Skip to main content

A python library to simulate cache behavior.

Project description

pyCacheSimulator

A python library to simulate cache behavior.

Table of contents

[[TOC]]

Features

  • Configurable cache parameters
    • Number of lines
    • Bytes per line
    • Associativity
    • Replacement algorithms: FIFO, LRU
    • Write policy: write-back, write-through
    • Write-miss policy: write-allocate, no-write-allocate
  • Memory references: load and store
  • Cache invalidation and flushing
  • Multi-level cache hierarchies
  • UI functions to display:
    • Cache information and hierarchy structure
    • State of the cache directory
    • Results of memory references and cache flushes and invalidations
    • Statistics of a hierarchy level
  • Data structure library to easily compute memory addresses of n-dimensional arrays of arbitrary-size datatypes

Future steps

Currently, a single hierarchy level can be used as the lower level for N child levels, for example, for multicore CPU or GPU -like caches. However, the current version of pyCacheSimulator does not provide any means for thread safety. For these kinds of hierarchies, the memory references must be serialized by the user. It may be interesting to add some kind of support for multithreading with:

  • Cache coherency protocols
  • Memory models for consistency
  • Atomic and other advanced operations

Usage

An example for the usage of the library is included in the main.py file. The example simulates some iterations of the following C code, with A starting at address 0x2000 and B just after A.

#define N 8
float A[N][N], B[N];

for (i = 0; i < N; ++i) {
    for (j = 0; j < N; ++j) {
        A[i][j] = B[i];
        B[i] = A[j][i];
    }
}

Each iteration of the inner loop would be compiled to a pseudo-assembly like this. Instructions are fetched from memory, and ld and st perform additional memory accesses.

ld  $r, %i($t1)    # load B[i]
st  $r, %ij($t0)   # store A[i, j]
ld  $r, %ji($t0)   # load A[j, i]
st  $r, $i($t1)    # store B[i]

The system uses a two level cache, with separate data/instruction L1 and unified L2. The hierarchy information is printed at the beginning.

    L2 = Level("L2", Cache(
        lines=16,
        line_size=16,
        associativity=4,
        write_back=True,
        write_allocate=True,
        replacement=LRU))
    L1i = Level("L1i", Cache(
        lines=4,
        line_size=8,
        associativity=1,
        write_back=False,
        write_allocate=False,
        replacement=FIFO), lower=L2)
    L1d = Level("L1d", Cache(
        lines=4,
        line_size=8,
        associativity=1,
        write_back=True,
        write_allocate=True,
        replacement=LRU), lower=L2)

WRITTEN TASK 1 ::
Answer these about the pyCacheSimulator description:
(a) Which replacement algorithms appear in the list of features?
(b) At what address does array A start in the usage example?
(c) How many lines does the L2 cache have?
WRITTEN TASK 2 :: How would you put this sentence from the pyCacheSimulator description into Spanish: "However, the current version of pyCacheSimulator does not provide any means for thread safety."
These entries come from a separate source.

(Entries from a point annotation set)
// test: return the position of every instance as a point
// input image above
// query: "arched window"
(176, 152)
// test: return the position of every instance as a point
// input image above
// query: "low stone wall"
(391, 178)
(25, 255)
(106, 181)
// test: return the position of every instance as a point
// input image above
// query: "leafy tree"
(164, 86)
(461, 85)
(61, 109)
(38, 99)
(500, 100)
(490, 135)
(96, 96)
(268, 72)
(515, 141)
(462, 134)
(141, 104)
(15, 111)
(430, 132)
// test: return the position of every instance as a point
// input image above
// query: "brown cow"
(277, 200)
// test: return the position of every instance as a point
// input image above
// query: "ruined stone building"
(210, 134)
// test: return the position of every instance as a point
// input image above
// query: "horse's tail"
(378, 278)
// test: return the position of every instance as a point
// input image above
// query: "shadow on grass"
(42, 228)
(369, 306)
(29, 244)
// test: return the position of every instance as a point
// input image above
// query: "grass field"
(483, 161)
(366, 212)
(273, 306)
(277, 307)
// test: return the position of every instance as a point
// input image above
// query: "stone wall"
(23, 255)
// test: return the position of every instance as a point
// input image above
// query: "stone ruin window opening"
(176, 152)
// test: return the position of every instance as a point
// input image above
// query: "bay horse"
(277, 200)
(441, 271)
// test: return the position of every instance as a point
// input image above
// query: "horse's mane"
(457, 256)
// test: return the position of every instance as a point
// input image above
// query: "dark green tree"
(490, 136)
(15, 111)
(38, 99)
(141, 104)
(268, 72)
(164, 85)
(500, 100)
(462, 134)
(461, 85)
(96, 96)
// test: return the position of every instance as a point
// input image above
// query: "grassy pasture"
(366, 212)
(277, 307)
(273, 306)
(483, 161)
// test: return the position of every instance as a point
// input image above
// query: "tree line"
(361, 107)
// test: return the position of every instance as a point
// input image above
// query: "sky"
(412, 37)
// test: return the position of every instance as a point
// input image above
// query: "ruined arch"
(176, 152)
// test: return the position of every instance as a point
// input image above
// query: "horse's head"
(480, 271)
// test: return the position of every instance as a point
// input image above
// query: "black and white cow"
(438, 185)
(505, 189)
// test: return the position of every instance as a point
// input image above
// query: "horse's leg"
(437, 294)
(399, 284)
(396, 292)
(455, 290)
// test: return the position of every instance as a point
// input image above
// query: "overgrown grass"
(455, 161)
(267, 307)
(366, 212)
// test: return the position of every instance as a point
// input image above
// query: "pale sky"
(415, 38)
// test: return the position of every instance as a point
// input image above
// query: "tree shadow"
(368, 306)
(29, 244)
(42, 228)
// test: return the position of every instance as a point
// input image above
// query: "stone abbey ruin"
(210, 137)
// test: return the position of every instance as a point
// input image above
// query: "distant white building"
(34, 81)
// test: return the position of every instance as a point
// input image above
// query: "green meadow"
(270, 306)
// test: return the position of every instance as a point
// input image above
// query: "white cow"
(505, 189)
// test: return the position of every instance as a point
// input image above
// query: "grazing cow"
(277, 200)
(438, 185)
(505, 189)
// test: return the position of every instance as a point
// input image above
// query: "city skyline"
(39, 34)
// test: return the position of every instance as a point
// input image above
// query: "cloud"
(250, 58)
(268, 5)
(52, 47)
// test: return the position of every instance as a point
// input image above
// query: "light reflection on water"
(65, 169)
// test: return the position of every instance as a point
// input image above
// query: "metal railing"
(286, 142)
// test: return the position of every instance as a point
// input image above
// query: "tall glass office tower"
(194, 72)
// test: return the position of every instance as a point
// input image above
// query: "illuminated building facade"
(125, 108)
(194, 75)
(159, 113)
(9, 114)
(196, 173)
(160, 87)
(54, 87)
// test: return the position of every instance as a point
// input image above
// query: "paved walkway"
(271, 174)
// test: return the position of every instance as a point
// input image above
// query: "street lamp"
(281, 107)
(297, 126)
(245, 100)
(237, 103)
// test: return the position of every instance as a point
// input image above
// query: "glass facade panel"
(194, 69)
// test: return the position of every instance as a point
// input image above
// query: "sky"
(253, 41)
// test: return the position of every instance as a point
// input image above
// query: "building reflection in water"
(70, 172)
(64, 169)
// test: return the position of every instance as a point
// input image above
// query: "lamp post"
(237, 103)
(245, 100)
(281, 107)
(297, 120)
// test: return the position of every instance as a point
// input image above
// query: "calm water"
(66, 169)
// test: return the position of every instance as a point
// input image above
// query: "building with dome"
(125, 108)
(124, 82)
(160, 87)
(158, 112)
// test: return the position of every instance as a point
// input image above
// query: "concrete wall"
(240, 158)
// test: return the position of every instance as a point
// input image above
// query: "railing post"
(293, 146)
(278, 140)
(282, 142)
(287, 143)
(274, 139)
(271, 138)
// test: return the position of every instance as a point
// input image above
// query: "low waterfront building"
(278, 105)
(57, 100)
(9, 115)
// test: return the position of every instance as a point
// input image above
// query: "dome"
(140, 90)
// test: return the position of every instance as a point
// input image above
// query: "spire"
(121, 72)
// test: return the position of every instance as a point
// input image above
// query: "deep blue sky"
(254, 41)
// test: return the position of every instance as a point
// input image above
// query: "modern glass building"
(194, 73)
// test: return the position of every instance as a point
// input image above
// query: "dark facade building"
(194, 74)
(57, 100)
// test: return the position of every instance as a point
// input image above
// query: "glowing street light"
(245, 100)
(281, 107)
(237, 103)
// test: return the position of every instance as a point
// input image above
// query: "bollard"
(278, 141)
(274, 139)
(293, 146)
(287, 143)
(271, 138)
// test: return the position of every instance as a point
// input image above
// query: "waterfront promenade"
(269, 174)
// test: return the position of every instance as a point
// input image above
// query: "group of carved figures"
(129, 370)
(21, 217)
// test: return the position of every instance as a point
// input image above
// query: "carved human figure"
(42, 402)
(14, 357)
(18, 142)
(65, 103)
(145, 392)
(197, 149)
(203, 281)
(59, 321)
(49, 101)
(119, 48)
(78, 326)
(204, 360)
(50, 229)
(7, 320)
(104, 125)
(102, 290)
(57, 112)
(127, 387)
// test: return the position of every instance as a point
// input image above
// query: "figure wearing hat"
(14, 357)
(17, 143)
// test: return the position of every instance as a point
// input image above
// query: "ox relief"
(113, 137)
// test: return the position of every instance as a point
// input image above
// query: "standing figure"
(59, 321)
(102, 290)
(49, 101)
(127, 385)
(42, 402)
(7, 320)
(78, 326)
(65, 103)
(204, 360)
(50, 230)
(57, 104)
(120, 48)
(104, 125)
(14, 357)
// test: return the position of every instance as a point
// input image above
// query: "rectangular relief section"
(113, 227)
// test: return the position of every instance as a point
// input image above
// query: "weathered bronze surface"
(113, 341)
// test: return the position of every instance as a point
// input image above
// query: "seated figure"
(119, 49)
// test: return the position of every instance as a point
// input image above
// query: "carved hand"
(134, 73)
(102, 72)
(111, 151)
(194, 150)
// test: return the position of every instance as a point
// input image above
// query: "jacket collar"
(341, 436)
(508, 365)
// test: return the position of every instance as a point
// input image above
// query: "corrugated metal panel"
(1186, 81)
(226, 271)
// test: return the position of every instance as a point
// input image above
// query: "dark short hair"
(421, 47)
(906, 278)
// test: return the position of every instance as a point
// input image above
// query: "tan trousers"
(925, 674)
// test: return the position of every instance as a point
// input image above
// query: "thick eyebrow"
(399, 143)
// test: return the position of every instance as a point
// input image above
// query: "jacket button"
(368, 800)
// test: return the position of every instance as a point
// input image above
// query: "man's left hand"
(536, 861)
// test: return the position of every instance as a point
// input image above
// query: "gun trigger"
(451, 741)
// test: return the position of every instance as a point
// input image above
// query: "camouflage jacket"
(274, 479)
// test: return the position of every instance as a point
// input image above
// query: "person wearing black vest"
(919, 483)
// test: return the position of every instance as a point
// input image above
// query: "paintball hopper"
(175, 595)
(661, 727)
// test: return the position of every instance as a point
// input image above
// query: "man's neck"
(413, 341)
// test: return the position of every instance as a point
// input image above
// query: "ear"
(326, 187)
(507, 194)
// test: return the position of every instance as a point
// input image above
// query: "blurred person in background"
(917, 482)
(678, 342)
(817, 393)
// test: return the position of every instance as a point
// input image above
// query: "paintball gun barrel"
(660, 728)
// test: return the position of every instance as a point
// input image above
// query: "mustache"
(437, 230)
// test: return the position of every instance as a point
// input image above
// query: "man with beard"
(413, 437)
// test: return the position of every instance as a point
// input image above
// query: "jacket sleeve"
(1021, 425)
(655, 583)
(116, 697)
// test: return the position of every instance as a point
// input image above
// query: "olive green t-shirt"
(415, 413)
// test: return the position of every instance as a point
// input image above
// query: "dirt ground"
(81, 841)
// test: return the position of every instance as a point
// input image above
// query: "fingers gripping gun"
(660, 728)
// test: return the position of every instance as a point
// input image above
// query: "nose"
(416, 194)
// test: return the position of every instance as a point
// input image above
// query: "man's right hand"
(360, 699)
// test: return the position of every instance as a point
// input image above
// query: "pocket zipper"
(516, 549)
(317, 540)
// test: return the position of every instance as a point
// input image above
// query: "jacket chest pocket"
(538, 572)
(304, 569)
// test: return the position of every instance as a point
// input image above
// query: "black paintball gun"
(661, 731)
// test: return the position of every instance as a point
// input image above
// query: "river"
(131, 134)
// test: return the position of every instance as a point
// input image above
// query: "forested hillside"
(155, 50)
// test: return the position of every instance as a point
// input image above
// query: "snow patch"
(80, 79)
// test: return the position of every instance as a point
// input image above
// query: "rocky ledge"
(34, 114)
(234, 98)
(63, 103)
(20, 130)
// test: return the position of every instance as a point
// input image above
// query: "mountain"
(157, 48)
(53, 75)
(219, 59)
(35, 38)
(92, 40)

REPLY 1 ::
(a) FIFO and LRU
(b) 0x2000
(c) 16

REPLY 2 :: Sin embargo, la versión actual de pyCacheSimulator no proporciona ningún medio para garantizar la seguridad entre hilos.